[Exercise inputs]

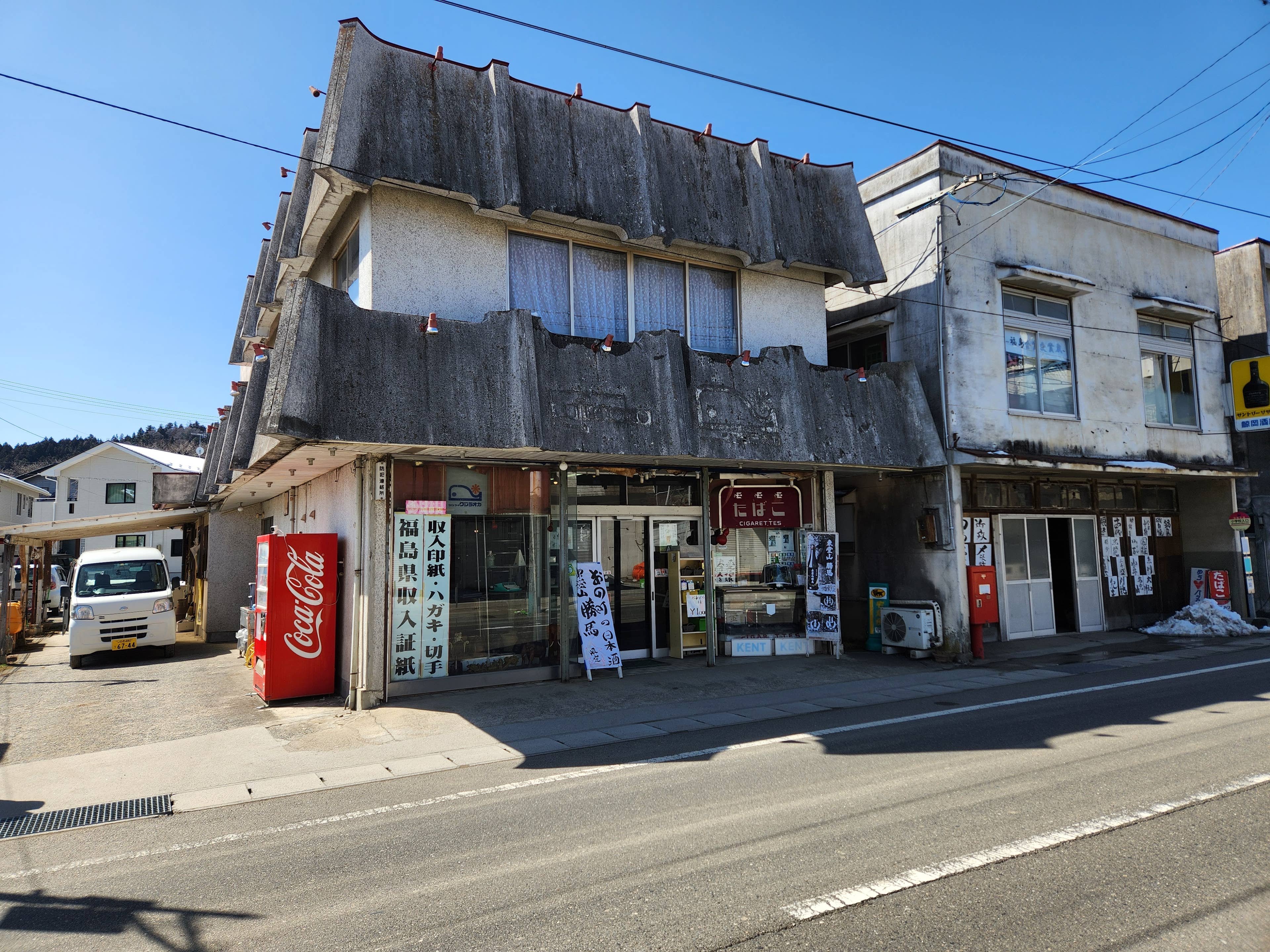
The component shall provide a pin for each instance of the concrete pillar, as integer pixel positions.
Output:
(1208, 540)
(827, 503)
(375, 587)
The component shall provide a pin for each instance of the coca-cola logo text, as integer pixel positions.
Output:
(305, 583)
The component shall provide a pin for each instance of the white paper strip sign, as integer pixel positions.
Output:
(822, 587)
(407, 598)
(595, 617)
(436, 597)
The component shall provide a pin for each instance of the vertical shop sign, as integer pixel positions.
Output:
(436, 598)
(822, 587)
(595, 619)
(407, 597)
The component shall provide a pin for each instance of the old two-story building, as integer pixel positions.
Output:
(1070, 348)
(581, 334)
(1244, 290)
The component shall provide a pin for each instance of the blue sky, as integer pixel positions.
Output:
(129, 242)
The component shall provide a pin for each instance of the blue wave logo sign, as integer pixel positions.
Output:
(465, 497)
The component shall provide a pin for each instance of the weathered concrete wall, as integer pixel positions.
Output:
(398, 113)
(1124, 252)
(350, 375)
(434, 254)
(778, 310)
(888, 549)
(230, 569)
(1244, 289)
(329, 504)
(1208, 541)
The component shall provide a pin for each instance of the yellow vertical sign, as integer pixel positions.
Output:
(1250, 393)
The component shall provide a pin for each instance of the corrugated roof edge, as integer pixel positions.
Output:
(570, 96)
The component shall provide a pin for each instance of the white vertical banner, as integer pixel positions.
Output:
(407, 597)
(595, 617)
(435, 658)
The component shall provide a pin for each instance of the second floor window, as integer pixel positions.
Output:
(121, 492)
(1039, 360)
(1167, 374)
(592, 293)
(347, 263)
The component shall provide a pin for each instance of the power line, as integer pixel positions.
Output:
(655, 60)
(878, 119)
(84, 399)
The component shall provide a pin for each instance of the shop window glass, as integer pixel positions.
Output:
(1064, 496)
(599, 294)
(1159, 498)
(665, 491)
(658, 295)
(594, 491)
(503, 580)
(1019, 496)
(1116, 496)
(539, 275)
(713, 310)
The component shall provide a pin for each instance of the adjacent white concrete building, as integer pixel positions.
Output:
(18, 500)
(1070, 348)
(112, 479)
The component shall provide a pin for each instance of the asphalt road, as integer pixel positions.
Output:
(604, 852)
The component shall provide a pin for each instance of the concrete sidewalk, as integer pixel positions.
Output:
(328, 748)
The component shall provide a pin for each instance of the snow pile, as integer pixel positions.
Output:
(1206, 619)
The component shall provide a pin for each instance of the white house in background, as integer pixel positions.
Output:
(18, 500)
(112, 479)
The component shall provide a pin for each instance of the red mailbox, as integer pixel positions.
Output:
(984, 595)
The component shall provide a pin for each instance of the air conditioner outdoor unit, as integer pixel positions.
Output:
(911, 629)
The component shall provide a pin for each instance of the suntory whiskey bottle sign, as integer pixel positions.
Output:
(1250, 386)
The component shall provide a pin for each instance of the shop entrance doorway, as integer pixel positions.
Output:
(1028, 589)
(620, 550)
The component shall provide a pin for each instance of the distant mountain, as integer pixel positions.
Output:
(28, 459)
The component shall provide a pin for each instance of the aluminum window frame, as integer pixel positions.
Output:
(121, 502)
(1049, 327)
(1170, 347)
(630, 284)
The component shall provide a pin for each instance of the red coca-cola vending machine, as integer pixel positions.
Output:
(296, 579)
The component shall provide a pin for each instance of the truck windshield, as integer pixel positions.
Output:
(120, 578)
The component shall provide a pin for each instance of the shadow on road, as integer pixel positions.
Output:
(166, 927)
(1028, 727)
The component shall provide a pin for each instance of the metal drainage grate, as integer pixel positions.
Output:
(75, 817)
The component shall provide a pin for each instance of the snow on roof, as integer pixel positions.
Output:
(22, 485)
(1179, 302)
(1140, 465)
(176, 461)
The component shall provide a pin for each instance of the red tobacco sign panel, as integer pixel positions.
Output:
(295, 640)
(760, 508)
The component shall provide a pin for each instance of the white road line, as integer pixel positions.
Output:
(606, 769)
(828, 903)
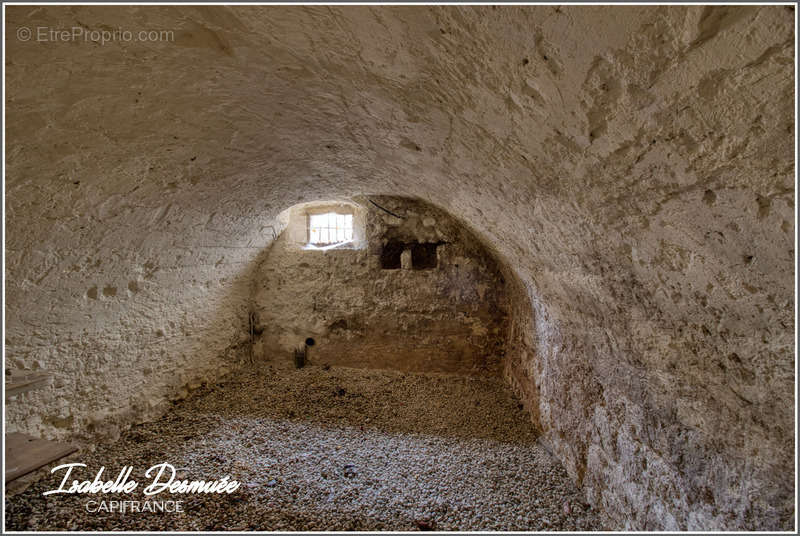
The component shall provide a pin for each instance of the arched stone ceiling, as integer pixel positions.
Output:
(632, 165)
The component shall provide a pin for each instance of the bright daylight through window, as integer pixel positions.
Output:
(330, 228)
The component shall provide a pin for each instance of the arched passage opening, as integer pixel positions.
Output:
(412, 289)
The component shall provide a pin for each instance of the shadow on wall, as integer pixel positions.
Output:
(414, 290)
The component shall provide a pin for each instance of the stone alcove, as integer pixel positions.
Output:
(414, 290)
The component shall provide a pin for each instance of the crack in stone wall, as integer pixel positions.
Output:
(631, 165)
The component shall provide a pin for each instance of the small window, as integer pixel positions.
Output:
(329, 228)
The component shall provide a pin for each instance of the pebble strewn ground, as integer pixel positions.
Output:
(333, 449)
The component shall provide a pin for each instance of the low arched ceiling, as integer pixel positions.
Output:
(633, 164)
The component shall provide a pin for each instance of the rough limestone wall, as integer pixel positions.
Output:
(451, 318)
(633, 165)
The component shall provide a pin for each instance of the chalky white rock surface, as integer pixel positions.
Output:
(632, 167)
(337, 449)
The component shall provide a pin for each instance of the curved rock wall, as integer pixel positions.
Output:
(632, 165)
(368, 308)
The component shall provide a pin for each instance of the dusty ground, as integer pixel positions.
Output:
(336, 449)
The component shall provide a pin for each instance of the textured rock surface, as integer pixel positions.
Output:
(448, 318)
(632, 166)
(358, 450)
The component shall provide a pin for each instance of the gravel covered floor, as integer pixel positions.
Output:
(335, 449)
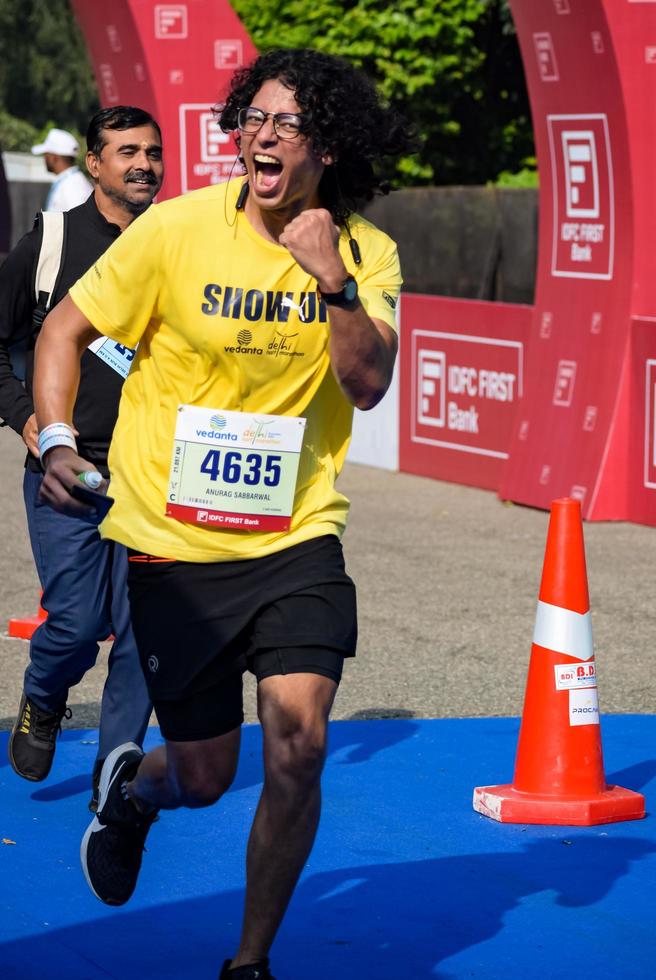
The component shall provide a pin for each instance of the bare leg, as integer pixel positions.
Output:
(192, 774)
(294, 711)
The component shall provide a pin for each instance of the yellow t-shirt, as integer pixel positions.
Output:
(226, 320)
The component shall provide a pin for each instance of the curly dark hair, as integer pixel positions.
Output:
(345, 119)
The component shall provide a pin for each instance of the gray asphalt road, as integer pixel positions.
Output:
(448, 578)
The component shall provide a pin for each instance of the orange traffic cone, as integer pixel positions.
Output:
(22, 629)
(559, 772)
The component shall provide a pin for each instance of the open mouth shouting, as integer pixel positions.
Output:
(268, 171)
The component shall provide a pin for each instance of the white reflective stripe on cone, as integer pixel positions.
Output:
(563, 631)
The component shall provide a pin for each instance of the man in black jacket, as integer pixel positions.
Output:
(83, 577)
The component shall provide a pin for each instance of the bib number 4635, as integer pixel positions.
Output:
(231, 467)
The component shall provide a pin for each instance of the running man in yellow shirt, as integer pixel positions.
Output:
(263, 310)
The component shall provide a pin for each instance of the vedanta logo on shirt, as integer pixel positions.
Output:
(272, 306)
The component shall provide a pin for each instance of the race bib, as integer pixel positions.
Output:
(234, 469)
(117, 356)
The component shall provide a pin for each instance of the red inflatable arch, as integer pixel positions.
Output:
(586, 425)
(558, 399)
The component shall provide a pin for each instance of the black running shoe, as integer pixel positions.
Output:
(33, 739)
(114, 842)
(252, 971)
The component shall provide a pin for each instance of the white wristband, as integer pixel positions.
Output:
(56, 434)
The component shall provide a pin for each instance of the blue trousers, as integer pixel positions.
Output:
(84, 582)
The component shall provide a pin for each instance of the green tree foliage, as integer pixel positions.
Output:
(452, 66)
(44, 70)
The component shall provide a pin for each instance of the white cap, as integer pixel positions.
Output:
(57, 141)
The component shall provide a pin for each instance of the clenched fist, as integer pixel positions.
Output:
(311, 238)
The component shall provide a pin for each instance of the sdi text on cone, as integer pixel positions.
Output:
(559, 771)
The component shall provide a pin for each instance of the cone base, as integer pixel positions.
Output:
(508, 805)
(22, 629)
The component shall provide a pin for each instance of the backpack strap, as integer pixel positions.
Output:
(49, 263)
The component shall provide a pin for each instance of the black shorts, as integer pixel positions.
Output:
(199, 626)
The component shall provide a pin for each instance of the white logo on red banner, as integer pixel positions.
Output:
(466, 387)
(228, 54)
(171, 22)
(114, 38)
(584, 209)
(597, 42)
(546, 56)
(207, 154)
(590, 418)
(564, 386)
(108, 83)
(650, 425)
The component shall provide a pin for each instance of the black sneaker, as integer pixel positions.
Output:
(114, 841)
(252, 971)
(33, 739)
(95, 785)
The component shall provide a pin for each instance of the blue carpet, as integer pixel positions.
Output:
(405, 880)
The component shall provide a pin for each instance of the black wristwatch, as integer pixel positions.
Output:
(345, 297)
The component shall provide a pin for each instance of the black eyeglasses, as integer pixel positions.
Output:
(286, 125)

[/Exercise inputs]

**Task item**
Please give, as a bare number, how many lines in the listing above contain "floor".

**Written solution**
2